Problem details:
Repeat the listing in full, word for word.

Records for this task:
☆ ☆ ☆ ☆
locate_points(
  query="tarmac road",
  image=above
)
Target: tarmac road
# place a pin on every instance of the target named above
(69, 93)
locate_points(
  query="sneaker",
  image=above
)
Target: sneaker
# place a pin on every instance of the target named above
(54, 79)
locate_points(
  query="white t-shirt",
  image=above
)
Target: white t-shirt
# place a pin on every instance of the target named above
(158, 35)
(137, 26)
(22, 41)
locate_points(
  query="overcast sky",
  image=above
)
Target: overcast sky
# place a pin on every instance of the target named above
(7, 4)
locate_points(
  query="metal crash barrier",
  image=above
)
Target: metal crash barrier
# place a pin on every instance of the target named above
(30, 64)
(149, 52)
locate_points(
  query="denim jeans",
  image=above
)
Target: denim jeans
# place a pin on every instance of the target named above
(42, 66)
☆ ☆ ☆ ☆
Solution to the problem:
locate_points(
  query="tarmac road",
  image=above
)
Target: tarmac road
# place a pin on every instance of the target named above
(69, 93)
locate_points(
  query="sneaker",
  image=above
)
Target: sneaker
# place a pin on every instance of the target named above
(54, 79)
locate_points(
  query="white t-shirt",
  image=above
)
Target: white t-shirt
# place a pin on every instance of the target named above
(158, 35)
(137, 26)
(22, 41)
locate_points(
  query="overcast sky",
  image=above
)
Target: overcast sky
# place a pin on every instance of the target named above
(7, 4)
locate_points(
  query="metal crash barrier",
  image=above
)
Target: metal crash barrier
# place a pin on every instance of the target named above
(30, 64)
(149, 52)
locate_points(
  query="denim jeans",
  image=above
)
Target: denim jeans
# place a pin on every instance of the target named above
(42, 66)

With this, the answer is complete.